> Exercise
A faithful transcription of all lines below is the expected answer.

Source records:
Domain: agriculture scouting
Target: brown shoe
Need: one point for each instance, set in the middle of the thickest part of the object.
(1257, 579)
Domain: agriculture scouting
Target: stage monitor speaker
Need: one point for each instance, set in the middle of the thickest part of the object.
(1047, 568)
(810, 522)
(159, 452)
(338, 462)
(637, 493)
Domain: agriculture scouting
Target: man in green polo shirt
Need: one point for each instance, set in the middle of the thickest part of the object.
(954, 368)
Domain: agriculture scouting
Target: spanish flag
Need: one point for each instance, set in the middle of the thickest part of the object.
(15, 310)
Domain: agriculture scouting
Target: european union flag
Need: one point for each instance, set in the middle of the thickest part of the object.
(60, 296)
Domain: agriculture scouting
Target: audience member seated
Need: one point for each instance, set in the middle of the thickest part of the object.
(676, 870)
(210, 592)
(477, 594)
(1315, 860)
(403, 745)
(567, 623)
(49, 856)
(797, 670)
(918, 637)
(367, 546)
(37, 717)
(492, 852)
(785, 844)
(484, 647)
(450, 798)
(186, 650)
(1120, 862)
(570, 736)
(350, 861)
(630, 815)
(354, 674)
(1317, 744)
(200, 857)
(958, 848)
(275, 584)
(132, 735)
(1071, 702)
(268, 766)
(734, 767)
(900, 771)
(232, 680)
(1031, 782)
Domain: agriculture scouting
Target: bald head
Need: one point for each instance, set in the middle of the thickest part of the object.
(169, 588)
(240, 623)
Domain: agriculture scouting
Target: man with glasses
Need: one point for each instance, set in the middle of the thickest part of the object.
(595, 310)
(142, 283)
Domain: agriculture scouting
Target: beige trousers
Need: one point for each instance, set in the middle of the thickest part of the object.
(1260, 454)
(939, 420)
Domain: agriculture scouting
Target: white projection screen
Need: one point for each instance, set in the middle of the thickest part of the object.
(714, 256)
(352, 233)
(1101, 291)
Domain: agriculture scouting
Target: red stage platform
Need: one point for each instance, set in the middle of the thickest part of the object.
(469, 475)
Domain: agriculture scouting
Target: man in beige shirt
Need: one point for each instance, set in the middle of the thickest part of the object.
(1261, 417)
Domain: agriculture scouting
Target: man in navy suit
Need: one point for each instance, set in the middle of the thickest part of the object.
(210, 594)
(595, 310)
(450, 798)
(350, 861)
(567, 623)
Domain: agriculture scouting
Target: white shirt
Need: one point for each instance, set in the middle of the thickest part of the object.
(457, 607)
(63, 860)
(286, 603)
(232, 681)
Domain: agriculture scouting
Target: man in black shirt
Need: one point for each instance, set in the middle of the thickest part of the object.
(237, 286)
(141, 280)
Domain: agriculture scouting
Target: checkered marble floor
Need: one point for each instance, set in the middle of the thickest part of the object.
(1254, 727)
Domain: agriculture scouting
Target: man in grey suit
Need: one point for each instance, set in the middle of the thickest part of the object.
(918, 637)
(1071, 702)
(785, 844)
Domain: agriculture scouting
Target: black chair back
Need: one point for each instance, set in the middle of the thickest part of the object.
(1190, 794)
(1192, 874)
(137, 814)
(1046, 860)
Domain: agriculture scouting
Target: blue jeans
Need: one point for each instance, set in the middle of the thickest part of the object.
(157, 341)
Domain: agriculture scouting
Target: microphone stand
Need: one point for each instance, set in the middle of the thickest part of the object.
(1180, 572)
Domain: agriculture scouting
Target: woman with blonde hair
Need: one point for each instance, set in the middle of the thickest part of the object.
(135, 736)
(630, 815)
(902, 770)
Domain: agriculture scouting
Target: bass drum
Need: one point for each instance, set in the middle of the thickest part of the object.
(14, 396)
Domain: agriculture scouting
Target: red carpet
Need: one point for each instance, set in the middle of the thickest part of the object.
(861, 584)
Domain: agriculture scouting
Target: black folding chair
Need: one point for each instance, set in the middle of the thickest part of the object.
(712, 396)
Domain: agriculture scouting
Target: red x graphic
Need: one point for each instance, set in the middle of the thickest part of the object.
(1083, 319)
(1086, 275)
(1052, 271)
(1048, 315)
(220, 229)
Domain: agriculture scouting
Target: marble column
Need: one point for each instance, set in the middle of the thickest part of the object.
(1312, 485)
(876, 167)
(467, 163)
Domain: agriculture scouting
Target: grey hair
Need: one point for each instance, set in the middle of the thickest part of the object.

> Answer area
Domain: agriculture scouting
Target: brown shoe
Need: one point for each instance, set in the middle of the thickest part of the object.
(1257, 579)
Domain: agriculture scouting
Target: stage monitor speaker
Need: one point for each instance, set in the middle of the thickest part of the object.
(1047, 568)
(810, 522)
(159, 452)
(338, 462)
(637, 493)
Domain: agriculture scouting
Target: man in green polo shirt
Need: one point for each instance, set in the middle of the thickest part of the object.
(954, 368)
Domain: agriculture scouting
Target: spanish flag
Need: one point for each instance, set in the middle of the thickest part of the object.
(15, 310)
Domain: agriculture scouting
Target: european union flag
Need: one point for each instance, set in the middle of the thickest part of the object.
(60, 296)
Domain: agriculture scouting
Target: audience member seated
Need: one point for each instance, set in the middle of the thickest part of the object.
(676, 870)
(210, 592)
(477, 594)
(1315, 860)
(403, 745)
(567, 623)
(49, 856)
(797, 670)
(918, 637)
(367, 546)
(37, 717)
(492, 852)
(785, 844)
(484, 647)
(450, 798)
(186, 650)
(1120, 862)
(570, 736)
(350, 861)
(630, 815)
(354, 674)
(1317, 744)
(200, 857)
(958, 848)
(275, 584)
(132, 735)
(1071, 702)
(268, 766)
(734, 767)
(900, 771)
(232, 680)
(1031, 782)
Domain: agriculture scouting
Target: bald head
Need: one point for each instance, set in the middle of the thickest part of the object.
(169, 588)
(240, 623)
Domain: agriculture scouting
Target: man with glasses
Need: one point for each instance, set in the middle of the thickest part of the object.
(595, 310)
(142, 283)
Domain: agriculture scouting
Target: beige trousers
Need: one point for each instance, set in the middle of the thickest part of the object.
(1260, 454)
(939, 420)
Domain: agriculture scouting
Target: white projection screen
Need: one point for each instance, set in the middle of the thickest part of the object.
(714, 256)
(352, 233)
(1101, 291)
Domain: agriculture scouting
Target: red stage platform
Need: one point for each instance, set in the middle of the thickest part of the object.
(469, 475)
Domain: agriculture scouting
Target: man in beige shirt
Need: one point for each instance, set in the middle of the thickest part of the object.
(1261, 417)
Domain: agriculture scouting
Target: man in navy suit
Need: one point for each instance, set in the middle of the thickest part of the object.
(210, 594)
(595, 310)
(450, 798)
(350, 861)
(567, 623)
Domain: agriculture scouting
Target: white shirt
Need: one point for each instance, set in the middle of the thickest part of the object.
(457, 607)
(63, 860)
(286, 603)
(232, 681)
Domain: agriculture scouting
Target: man in black shirt
Need: one point for each instance, set in the middle of the thickest part of the object.
(237, 286)
(141, 280)
Domain: agriculture scouting
Target: checkered marble floor
Need: one point for each instance, set in the middle of the thickest part of the object.
(1254, 727)
Domain: agriculture scouting
Target: man in grey suit
Need: one point for each instance, set in the middle of the thickest part of the object.
(918, 637)
(1071, 702)
(785, 844)
Domain: agriculture scouting
Target: black chair back
Need: one point for each instance, set in the middle of the thickest part of the object.
(1190, 794)
(1192, 874)
(137, 814)
(1046, 860)
Domain: agriculture scouting
Target: blue jeans
Need: one point for each instance, set in the middle of the thickest part of the object.
(157, 341)
Domain: agriculture scouting
Target: microphone stand
Need: one point for each instance, set in the middle of the thickest part of the object.
(1180, 572)
Domain: agriculture scouting
Target: woman with blonde hair
Need: one point for each instance, set in the middle of the thickest part of the object.
(135, 736)
(630, 815)
(902, 770)
Domain: agriculture scouting
Target: bass drum
Need: one point for each instance, set in the middle of the thickest part of the object.
(14, 396)
Domain: agriculture scouting
Target: red carpet
Need: one point for each instance, set in the middle of the thickest part of the object.
(861, 584)
Domain: agriculture scouting
Target: black folding chair
Need: one point for each instance, set in the middle of the thickest part of the object.
(712, 396)
Domain: agriculture scouting
Target: red x graphic
Need: one point for each instance, set in the middle of the thickest part of the object.
(1083, 319)
(1086, 275)
(1052, 271)
(1048, 315)
(220, 229)
Domain: agriculture scouting
Target: marble column
Need: one point for each instance, set in the middle of the thickest part of the object.
(1312, 485)
(876, 167)
(467, 163)
Domain: agriculture scouting
Target: grey hair
Need: one point for each instance, set in the middle of the thickest part of the object.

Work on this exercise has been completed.